*GOAL*. Please turn each line of the material below into a Markdown table with the columns Row and Line. Number the rows and skip any blank lines.

*ENTRIES*.
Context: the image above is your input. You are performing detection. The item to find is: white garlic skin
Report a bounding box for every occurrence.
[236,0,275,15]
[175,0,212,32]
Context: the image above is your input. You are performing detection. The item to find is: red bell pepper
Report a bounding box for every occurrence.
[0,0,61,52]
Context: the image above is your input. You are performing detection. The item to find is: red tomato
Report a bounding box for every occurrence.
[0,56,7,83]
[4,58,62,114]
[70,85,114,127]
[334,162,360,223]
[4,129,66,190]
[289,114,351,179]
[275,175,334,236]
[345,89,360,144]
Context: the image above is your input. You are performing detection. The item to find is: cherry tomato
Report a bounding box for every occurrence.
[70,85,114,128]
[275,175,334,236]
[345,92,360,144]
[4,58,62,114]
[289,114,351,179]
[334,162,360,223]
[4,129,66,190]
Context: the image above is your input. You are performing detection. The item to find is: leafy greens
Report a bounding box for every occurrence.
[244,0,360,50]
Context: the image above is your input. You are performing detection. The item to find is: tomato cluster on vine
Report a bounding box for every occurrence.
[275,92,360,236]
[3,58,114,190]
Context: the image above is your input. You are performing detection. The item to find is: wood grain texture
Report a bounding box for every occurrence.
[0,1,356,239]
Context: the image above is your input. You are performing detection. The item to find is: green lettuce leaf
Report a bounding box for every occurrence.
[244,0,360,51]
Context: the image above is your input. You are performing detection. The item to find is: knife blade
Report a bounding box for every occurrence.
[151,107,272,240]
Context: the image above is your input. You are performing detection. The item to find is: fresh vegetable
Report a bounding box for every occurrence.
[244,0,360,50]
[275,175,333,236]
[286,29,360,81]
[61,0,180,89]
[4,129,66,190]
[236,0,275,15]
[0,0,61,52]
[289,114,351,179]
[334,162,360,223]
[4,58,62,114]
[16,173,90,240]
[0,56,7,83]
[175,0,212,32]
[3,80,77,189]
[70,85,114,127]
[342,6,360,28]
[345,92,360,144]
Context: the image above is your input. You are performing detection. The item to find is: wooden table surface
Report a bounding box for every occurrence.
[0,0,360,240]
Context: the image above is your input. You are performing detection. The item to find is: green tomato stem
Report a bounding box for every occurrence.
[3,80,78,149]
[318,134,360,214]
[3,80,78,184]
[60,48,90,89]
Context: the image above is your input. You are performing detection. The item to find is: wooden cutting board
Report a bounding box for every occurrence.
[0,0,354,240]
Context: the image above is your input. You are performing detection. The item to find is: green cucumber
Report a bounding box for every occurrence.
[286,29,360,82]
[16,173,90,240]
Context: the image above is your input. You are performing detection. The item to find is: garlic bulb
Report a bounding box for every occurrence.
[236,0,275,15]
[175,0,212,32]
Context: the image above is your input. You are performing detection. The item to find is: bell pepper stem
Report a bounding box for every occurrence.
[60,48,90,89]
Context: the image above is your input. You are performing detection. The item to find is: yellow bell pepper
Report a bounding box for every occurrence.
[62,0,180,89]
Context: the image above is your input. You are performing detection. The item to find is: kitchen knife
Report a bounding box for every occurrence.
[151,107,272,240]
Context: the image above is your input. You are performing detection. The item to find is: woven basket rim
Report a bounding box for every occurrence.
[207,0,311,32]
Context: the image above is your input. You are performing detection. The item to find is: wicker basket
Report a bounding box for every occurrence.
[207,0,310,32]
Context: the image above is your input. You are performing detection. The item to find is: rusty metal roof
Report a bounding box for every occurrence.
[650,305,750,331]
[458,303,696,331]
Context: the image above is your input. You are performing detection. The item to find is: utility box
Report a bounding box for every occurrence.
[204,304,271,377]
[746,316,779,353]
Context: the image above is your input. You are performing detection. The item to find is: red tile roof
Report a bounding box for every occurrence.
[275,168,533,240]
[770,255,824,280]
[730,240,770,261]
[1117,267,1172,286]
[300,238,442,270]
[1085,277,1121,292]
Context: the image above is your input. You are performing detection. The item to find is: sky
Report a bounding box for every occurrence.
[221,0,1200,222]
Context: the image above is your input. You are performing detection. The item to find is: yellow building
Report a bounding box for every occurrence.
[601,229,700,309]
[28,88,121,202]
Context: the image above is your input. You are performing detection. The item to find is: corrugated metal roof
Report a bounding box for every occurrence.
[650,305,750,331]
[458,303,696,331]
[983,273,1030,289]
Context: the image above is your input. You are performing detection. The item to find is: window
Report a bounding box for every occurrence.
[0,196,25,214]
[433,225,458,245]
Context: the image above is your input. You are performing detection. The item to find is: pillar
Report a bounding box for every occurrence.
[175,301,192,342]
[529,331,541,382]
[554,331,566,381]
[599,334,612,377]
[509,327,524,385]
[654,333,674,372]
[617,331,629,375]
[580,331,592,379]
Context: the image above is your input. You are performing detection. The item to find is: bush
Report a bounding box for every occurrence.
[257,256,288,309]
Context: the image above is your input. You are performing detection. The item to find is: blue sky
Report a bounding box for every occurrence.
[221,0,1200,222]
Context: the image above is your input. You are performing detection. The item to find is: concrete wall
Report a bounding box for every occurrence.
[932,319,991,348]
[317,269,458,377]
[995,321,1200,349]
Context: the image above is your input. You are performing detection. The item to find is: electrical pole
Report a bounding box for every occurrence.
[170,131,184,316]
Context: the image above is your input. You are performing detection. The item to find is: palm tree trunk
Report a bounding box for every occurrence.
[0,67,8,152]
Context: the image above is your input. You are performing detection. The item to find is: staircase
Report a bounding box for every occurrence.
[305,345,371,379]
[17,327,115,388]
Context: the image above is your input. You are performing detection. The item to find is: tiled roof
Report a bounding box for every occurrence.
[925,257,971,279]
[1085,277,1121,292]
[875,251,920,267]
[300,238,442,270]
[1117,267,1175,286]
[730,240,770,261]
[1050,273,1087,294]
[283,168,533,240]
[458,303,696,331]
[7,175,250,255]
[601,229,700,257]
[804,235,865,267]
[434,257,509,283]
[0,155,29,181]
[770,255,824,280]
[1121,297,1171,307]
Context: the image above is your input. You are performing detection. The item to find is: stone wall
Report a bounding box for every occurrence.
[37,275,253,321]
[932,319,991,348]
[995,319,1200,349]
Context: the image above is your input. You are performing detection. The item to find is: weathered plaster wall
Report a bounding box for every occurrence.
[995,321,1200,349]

*WRITTEN ANSWER*.
| Row | Line |
|---|---|
| 1 | Context: the image above is your input. You are performing detection. The item to find is: white garlic skin |
| 2 | Report a bounding box for every occurrence. |
| 3 | [236,0,275,15] |
| 4 | [175,0,212,32] |
| 5 | Context: the image above is your input. You are performing detection. The item to find is: red bell pepper |
| 6 | Report a bounding box for every occurrence. |
| 7 | [0,0,61,52] |
| 8 | Context: the image above is your input. You are performing detection. The item to find is: red tomato |
| 9 | Report a bounding box for every occurrence. |
| 10 | [0,56,7,83] |
| 11 | [4,58,62,114] |
| 12 | [70,85,114,127] |
| 13 | [334,162,360,223] |
| 14 | [4,129,66,190] |
| 15 | [289,114,351,179] |
| 16 | [275,175,334,236] |
| 17 | [345,89,360,144] |
| 18 | Context: the image above is your input. You are performing detection. The item to find is: cherry tomato |
| 19 | Report a bounding box for every occurrence. |
| 20 | [70,85,114,128] |
| 21 | [275,175,334,236] |
| 22 | [345,92,360,144] |
| 23 | [4,58,62,114] |
| 24 | [289,114,351,179] |
| 25 | [334,162,360,223] |
| 26 | [4,129,66,190] |
| 27 | Context: the image above is your input. You are performing detection. The item to find is: leafy greens |
| 28 | Report a bounding box for every occurrence. |
| 29 | [244,0,360,50] |
| 30 | Context: the image above is your input. You are performing detection. The item to find is: tomato cluster on vine |
| 31 | Report a bounding box for every occurrence. |
| 32 | [275,92,360,236] |
| 33 | [3,58,114,190] |
| 34 | Context: the image above is your input. You are performing detection. The item to find is: wood grain texture |
| 35 | Report a bounding box for every occurrence. |
| 36 | [0,1,356,239] |
| 37 | Context: the image above is your input. You are performing detection. The item to find is: green lettuce leaf |
| 38 | Report a bounding box for every occurrence. |
| 39 | [244,0,360,51] |
| 40 | Context: the image above is your input. You are performing detection. The item to find is: knife blade |
| 41 | Report a bounding box for every occurrence. |
| 42 | [151,107,272,240] |
| 43 | Context: the image above is your input. You are performing detection. The item to find is: fresh vegetable |
| 44 | Report a bounding box for every occurrence. |
| 45 | [244,0,360,50] |
| 46 | [275,175,333,236] |
| 47 | [286,29,360,81] |
| 48 | [61,0,180,89] |
| 49 | [4,129,66,190] |
| 50 | [236,0,275,15] |
| 51 | [0,0,61,52] |
| 52 | [289,114,351,179] |
| 53 | [334,162,360,223] |
| 54 | [4,58,62,114] |
| 55 | [16,173,90,240] |
| 56 | [0,56,7,83] |
| 57 | [175,0,212,32] |
| 58 | [3,80,77,189] |
| 59 | [70,85,114,127] |
| 60 | [342,6,360,28] |
| 61 | [345,92,360,144] |
| 62 | Context: the image above is your input. You are performing detection. The item to find is: wooden table surface |
| 63 | Report a bounding box for every occurrence. |
| 64 | [0,0,360,240] |
| 65 | Context: the image above is your input. You are performing detection. The item to find is: green tomato stem |
| 66 | Report a bounding box for every occurrence. |
| 67 | [3,80,78,149] |
| 68 | [318,134,360,214] |
| 69 | [3,80,78,184] |
| 70 | [60,48,90,89] |
| 71 | Context: the image above is your input. You are performing detection. The item to find is: wooden cutting board |
| 72 | Report a bounding box for every occurrence. |
| 73 | [0,0,354,240] |
| 74 | Context: the image above is your input. You are performing detection. The item to find is: green cucumber |
| 75 | Report a bounding box for every occurrence. |
| 76 | [286,29,360,82] |
| 77 | [16,173,90,240] |
| 78 | Context: the image above is your input. You are performing detection. The item to find is: garlic bulb |
| 79 | Report a bounding box for every occurrence. |
| 80 | [236,0,275,15] |
| 81 | [175,0,212,32] |
| 82 | Context: the image above is your input. You are performing detection. The item to find is: bell pepper stem |
| 83 | Report a bounding box for every occurrence. |
| 84 | [60,48,90,89] |
| 85 | Context: the image above is your input. You are performing detection. The item to find is: yellow bell pepper |
| 86 | Report a bounding box for every occurrence. |
| 87 | [62,0,180,89] |
| 88 | Context: the image above is your input. You are performing detection. The item to find is: kitchen knife |
| 89 | Report a bounding box for every occurrence. |
| 90 | [151,107,272,240] |
| 91 | Context: the image above is your input. You are performing detection. The item to find is: woven basket rim |
| 92 | Report a bounding box for every occurrence. |
| 93 | [207,0,311,32] |
| 94 | Context: the image above is your input. You are performing detection. The item to find is: wicker basket |
| 95 | Report a bounding box for every occurrence. |
| 96 | [207,0,310,32] |
| 97 | Context: the image above is your input. You are performing detection. The item to find is: rusty metal roof |
| 98 | Report a bounding box for every occurrence. |
| 99 | [650,305,750,331] |
| 100 | [458,303,696,331] |
| 101 | Context: the image above is your input. You are performing detection. The item to find is: utility box |
| 102 | Report a bounding box for every occurrence. |
| 103 | [204,304,271,377] |
| 104 | [746,316,779,353] |
| 105 | Context: the image above is your input. You are performing detection. The item to find is: red tile roof |
| 106 | Report a bounding box for every occurrence. |
| 107 | [275,168,533,240] |
| 108 | [770,255,824,280] |
| 109 | [730,240,770,261] |
| 110 | [1117,267,1172,286] |
| 111 | [300,238,442,270] |
| 112 | [1085,277,1121,292] |
| 113 | Context: the image above is your input. You are performing detection. The item to find is: sky |
| 114 | Report a bounding box for every occurrence. |
| 115 | [221,0,1200,222] |
| 116 | Context: the image above is your input. You are performing detection. The item to find is: yellow building |
| 117 | Report a bounding box for every occurrence. |
| 118 | [601,229,700,309] |
| 119 | [28,88,121,202] |
| 120 | Context: the image above is your input. You are performing detection. The item to find is: corrugated metal roof |
| 121 | Report a bounding box for every occurrence. |
| 122 | [650,305,750,331] |
| 123 | [458,303,696,331] |
| 124 | [983,273,1030,289] |
| 125 | Context: the image above is your input. You are performing detection. The item to find is: window |
| 126 | Report a bounding box for every occurrence. |
| 127 | [0,196,25,214] |
| 128 | [433,225,458,245] |
| 129 | Context: the image above is your input. You are performing detection. The item to find is: pillar |
| 130 | Report a bounding box for every occurrence. |
| 131 | [175,301,192,342] |
| 132 | [529,331,541,382] |
| 133 | [554,331,566,381] |
| 134 | [599,334,612,377] |
| 135 | [509,327,524,385] |
| 136 | [654,333,674,372] |
| 137 | [617,331,629,375] |
| 138 | [580,331,592,379] |
| 139 | Context: the image above is your input. You are performing detection. The item to find is: bush |
| 140 | Report a bounding box for every occurrence. |
| 141 | [257,256,288,309] |
| 142 | Context: the image above is your input. You are performing detection. The item to find is: blue sky |
| 143 | Report a bounding box for every occurrence. |
| 144 | [221,0,1200,222] |
| 145 | Context: the image above is your input. You are performing detection. The item to find is: concrete wall |
| 146 | Report a bounding box for every occurrence. |
| 147 | [932,319,991,348] |
| 148 | [317,269,458,377] |
| 149 | [995,321,1200,349] |
| 150 | Context: the image above is your input. You are performing detection. The item to find is: electrical pole |
| 151 | Report a bounding box for every occurrence. |
| 152 | [170,131,184,316] |
| 153 | Context: the image above is your input. You are performing detection. The item to find is: palm tree trunk |
| 154 | Report a bounding box for every occurrence. |
| 155 | [0,67,8,152] |
| 156 | Context: the image above is your input. You are performing detection. The item to find is: staircase |
| 157 | Report a bounding box for every occurrence. |
| 158 | [305,345,371,379] |
| 159 | [17,327,115,388] |
| 160 | Context: the image above is your input. You are performing detection. The item to find is: tiled roof |
| 161 | Report a bounding box for every occurrence. |
| 162 | [925,257,971,279] |
| 163 | [1085,277,1121,292] |
| 164 | [875,251,920,267] |
| 165 | [300,238,442,270] |
| 166 | [1117,267,1175,286] |
| 167 | [730,240,770,261] |
| 168 | [1050,273,1087,294] |
| 169 | [283,168,533,240] |
| 170 | [458,303,696,331] |
| 171 | [7,175,250,255] |
| 172 | [601,229,700,257] |
| 173 | [804,235,865,267] |
| 174 | [434,257,509,283] |
| 175 | [0,155,29,181] |
| 176 | [770,255,824,280] |
| 177 | [1121,297,1171,307] |
| 178 | Context: the image above is your input. You are performing detection. The item to find is: stone wall |
| 179 | Report a bounding box for every occurrence. |
| 180 | [37,275,253,321] |
| 181 | [932,319,991,348] |
| 182 | [995,319,1200,349] |
| 183 | Context: the image above is your input. You are performing detection. The item to find is: weathered plaster wall |
| 184 | Report a bounding box for every occurrence. |
| 185 | [995,321,1200,349] |